▶ [WHAT IS BEING ASKED]: Nothing in the data should be altered when it is repeated in full.

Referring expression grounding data

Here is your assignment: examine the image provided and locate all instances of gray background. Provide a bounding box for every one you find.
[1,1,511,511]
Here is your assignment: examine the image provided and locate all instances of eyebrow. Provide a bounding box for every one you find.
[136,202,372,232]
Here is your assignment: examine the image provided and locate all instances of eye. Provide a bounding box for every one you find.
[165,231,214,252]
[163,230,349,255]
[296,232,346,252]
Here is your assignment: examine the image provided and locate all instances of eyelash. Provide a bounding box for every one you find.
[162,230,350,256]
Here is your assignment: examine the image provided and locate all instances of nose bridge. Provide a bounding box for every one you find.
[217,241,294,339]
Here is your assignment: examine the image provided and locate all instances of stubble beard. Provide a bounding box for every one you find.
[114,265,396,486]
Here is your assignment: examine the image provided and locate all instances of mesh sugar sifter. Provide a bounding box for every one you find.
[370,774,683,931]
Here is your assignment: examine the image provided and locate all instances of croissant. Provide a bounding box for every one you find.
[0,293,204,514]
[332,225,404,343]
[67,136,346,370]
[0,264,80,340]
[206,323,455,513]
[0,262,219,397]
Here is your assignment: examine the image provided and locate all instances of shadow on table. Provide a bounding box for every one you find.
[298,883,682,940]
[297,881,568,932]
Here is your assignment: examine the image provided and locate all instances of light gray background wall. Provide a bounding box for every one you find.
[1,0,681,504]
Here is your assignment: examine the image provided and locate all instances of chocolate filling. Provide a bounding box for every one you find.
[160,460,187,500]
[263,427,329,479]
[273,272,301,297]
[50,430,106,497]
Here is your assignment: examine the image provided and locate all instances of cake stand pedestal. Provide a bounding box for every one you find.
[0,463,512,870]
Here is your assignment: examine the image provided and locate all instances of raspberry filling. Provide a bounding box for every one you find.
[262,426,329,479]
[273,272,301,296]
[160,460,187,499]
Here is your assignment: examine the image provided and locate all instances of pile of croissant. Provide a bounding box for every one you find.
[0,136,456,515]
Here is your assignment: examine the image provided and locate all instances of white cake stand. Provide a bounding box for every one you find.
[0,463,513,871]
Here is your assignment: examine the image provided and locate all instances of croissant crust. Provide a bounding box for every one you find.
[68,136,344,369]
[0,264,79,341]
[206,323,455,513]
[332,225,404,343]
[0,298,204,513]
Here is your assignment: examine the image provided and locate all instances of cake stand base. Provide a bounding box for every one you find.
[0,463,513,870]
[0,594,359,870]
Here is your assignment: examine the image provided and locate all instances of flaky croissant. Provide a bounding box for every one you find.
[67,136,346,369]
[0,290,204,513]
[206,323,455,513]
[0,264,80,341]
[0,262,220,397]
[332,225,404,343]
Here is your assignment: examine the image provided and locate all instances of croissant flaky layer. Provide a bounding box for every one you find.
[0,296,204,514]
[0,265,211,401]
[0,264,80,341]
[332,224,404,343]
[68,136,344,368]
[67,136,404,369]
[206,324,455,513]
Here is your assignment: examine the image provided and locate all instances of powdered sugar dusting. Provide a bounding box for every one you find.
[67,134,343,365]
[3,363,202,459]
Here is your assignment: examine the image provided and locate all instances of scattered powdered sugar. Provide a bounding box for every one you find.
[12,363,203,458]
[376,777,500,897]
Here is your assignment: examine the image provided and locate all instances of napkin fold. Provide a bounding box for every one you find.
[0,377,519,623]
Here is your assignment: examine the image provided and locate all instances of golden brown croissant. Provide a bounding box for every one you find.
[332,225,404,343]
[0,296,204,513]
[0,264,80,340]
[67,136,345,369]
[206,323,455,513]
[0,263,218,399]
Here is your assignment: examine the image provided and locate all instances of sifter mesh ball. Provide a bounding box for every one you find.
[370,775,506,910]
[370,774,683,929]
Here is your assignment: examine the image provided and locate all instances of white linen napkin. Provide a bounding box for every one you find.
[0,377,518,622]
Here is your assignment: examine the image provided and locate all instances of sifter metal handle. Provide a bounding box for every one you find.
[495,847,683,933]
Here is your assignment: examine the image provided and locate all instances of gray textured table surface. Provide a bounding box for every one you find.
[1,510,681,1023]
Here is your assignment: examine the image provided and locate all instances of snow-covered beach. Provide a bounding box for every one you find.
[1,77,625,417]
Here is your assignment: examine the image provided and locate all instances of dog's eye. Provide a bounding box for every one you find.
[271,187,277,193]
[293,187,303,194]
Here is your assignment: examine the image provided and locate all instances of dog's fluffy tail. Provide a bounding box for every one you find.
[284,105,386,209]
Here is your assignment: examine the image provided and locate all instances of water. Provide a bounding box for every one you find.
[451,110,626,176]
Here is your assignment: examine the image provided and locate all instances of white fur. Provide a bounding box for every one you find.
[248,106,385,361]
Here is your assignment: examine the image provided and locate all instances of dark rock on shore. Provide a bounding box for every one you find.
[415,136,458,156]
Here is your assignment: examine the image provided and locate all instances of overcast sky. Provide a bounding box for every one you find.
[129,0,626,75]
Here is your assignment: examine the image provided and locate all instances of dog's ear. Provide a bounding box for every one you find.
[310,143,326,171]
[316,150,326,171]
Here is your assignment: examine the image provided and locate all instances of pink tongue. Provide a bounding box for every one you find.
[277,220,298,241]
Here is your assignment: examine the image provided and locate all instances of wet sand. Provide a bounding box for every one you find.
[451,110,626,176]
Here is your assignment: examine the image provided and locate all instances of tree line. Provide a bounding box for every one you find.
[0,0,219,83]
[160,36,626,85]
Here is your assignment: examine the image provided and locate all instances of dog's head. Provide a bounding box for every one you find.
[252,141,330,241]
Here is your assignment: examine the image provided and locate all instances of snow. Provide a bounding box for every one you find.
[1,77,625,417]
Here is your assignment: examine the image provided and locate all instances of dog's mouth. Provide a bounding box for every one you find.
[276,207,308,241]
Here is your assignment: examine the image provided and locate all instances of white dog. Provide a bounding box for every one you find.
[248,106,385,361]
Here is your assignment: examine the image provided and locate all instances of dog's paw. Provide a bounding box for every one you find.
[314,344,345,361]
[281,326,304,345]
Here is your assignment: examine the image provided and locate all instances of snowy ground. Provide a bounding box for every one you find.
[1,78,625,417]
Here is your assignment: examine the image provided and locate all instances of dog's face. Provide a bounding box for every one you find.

▶ [REPLY]:
Here is your assignment: examine the image provided and locate all instances of gray background. Provide a bounding box for every one you find.
[1,1,511,511]
Here is your assignment: examine the image provided and locate all instances of eyebrow. Provide a bounding box for every one you find.
[136,202,372,232]
Here is your assignment: examine the image provided and locate all instances of eye. Provide a bounding box for every one you find.
[165,231,214,252]
[163,230,349,255]
[296,232,346,252]
Here is your assignment: examine the image provided and locate all instances of eyelash. Provide a bounding box for every one you find.
[162,230,350,256]
Here is your assignment: examine the image provided and locate all instances of nose bridge. Provide a bounding box for every one you find.
[217,241,294,339]
Here is your assignment: examine the image provided and locate all instances of stubble beard. Provide a bounding box for every one you find.
[114,265,396,486]
Here is your assignment: examine the image provided and locate all instances of mesh sugar sifter. Provide a bounding box for every one you find.
[370,774,683,931]
Here is your assignment: examine the image provided and locate all instances of croissant. Provide a bounding box for every one you find.
[0,293,204,514]
[332,225,404,343]
[67,136,346,370]
[0,264,80,340]
[206,323,455,513]
[0,262,219,397]
Here is your assignment: examine the image provided and locate all instances of shadow on table. Provide a bounding box for every one you find.
[298,883,682,940]
[297,881,568,932]
Here is your assignment: examine the image provided and locate all instances of light gray background wall. Provide a bounding box for every one you find.
[1,0,681,504]
Here is your assignment: examine the image provided and locate all instances of chocolate filling. Provide a bounding box for every one you find.
[160,460,187,500]
[263,427,329,479]
[273,272,301,297]
[50,430,106,497]
Here is your assignment: examine the image provided and locate all instances of cake stand pedestal. Provide a bounding box for every one you find.
[0,463,512,870]
Here is your assignment: examine the image provided and locate all instances of raspberry filling. Provide a bounding box for every one you find.
[262,426,329,479]
[273,272,301,296]
[160,460,187,499]
Here is your assignment: examine the image provided and locate all instances of pile of croissant. Provide a bounding box for every one you find.
[0,136,456,515]
Here is your assignment: examine the image provided and locate all instances of white cake stand. Provide a bounding box for every one you find.
[0,463,513,871]
Here is your assignment: examine the image provided and locate all instances of croissant crust. Provide a bounding box for every one you find.
[68,136,344,369]
[0,264,79,341]
[206,323,455,513]
[332,225,404,343]
[0,298,204,513]
Here is your assignment: examine the image provided and locate all instances of cake stand base. Provide a bounding box for every one you find.
[0,463,513,870]
[0,594,359,870]
Here is your assignment: examine the image provided and locate all instances of flaky croissant. Provide a bounding box for every one you find.
[67,136,346,369]
[0,290,204,513]
[206,323,455,513]
[0,264,80,341]
[0,262,220,397]
[332,225,404,343]
Here is your assignment: examine the image provided and locate all instances of croissant flaky layer. Provide a bounding box for every one you find.
[0,296,204,514]
[0,265,211,401]
[0,264,80,341]
[332,224,404,343]
[68,136,344,368]
[67,136,404,369]
[206,324,455,513]
Here is your assignment: examine the image provided and locate all instances of powdered sugar dusting. Provide a bounding box for every one you find.
[67,134,343,365]
[3,363,202,459]
Here is your assignment: examine the image provided and locate all instances of scattered powdered sugar. Provide a bounding box for every one you find.
[12,363,203,458]
[376,777,500,897]
Here is your assignment: examine the image provided and locate all instances of napkin fold. Provide a bounding box for every one you find.
[0,377,519,623]
Here is your assignment: examine the image provided and locate all instances of golden brown croissant. Provide a bounding box for every one you find.
[332,225,404,343]
[0,296,204,513]
[0,264,80,340]
[67,136,345,369]
[206,323,455,513]
[0,263,218,399]
Here is your assignment: examine the image provided and locate all instances of sifter mesh ball. Provide a bounding box for every one you find.
[370,775,506,910]
[370,774,683,929]
Here is your assignment: examine the image provided and locate all instances of white linen napkin. Provide a bounding box for every one you find.
[0,377,518,622]
Here is your assignment: examine the image provided and locate all instances of sifter metal handle. Provide a bounding box for every one you find.
[495,847,683,933]
Here is your assignment: examine the image provided and locate all instances of gray textured table surface. Provide a bounding box for every one you find.
[1,510,681,1023]
Here is your assignment: examine the image provided and locate all instances of snow-covered beach. Provide a bounding box for every one you find.
[1,77,625,417]
Here is your assignment: examine the image provided and locate all instances of dog's eye. Provide a bounding box for every one you find.
[271,187,277,193]
[293,187,303,194]
Here is your assignment: examine the image provided and locate all instances of dog's fluffy tail. Provide a bounding box for every one you find.
[284,105,386,209]
Here is your assignment: examine the image provided and locate all instances of water. Provide a bounding box for every one you find.
[451,110,626,176]
Here is your assignment: examine the image provided and locate all instances of white fur. Provide a bounding box for every one you find.
[248,106,385,361]
Here is your assignment: examine the image provided and locate all instances of dark rock on shore. Provide a bounding box for every one you find.
[415,136,458,156]
Here is your assignment: examine the image provided and locate all instances of overcast sky. Provide a bounding box for every one you find.
[129,0,626,75]
Here is your assignment: examine the image provided and locate all instances of dog's ear. Provide a bounding box for every one you find.
[310,143,326,171]
[316,150,326,171]
Here is your assignment: examine the image provided and locate all instances of pink tongue. Provide a bounding box for every one you find.
[277,220,298,241]
Here is your assignment: examine the image provided and locate all instances of wet sand. Provide a bounding box for every one you find.
[451,110,626,176]
Here is your assignment: examine the image provided and locate all instances of tree line. Provide a bounding box for every one you find.
[0,0,219,83]
[160,36,626,85]
Here is your assignment: examine the image provided and locate all instances of dog's head. Provide a bounding box for every one you find.
[252,141,330,241]
Here is your assignment: examine the image provided and locate all instances of snow. Provide a bounding box for every one you find.
[1,77,625,417]
Here is your assignment: examine the image provided and locate all instances of dog's mouth. Provide a bounding box for every one you find.
[276,207,308,241]
Here is your assignment: examine the image provided and locate all instances of white dog. Provide a bounding box for every one you find.
[248,106,385,361]
Here is your assignment: examine the image provided and locate all instances of dog's paw. Provide a bounding box for every one you find.
[314,344,345,361]
[281,326,304,345]
Here is your assignment: examine the image provided and locate all instances of snowy ground. Provide a bounding box for every one you find.
[1,78,625,417]
Here is your assignment: examine the image provided and locate all instances of dog's face. Provide a bounding box for every one you find.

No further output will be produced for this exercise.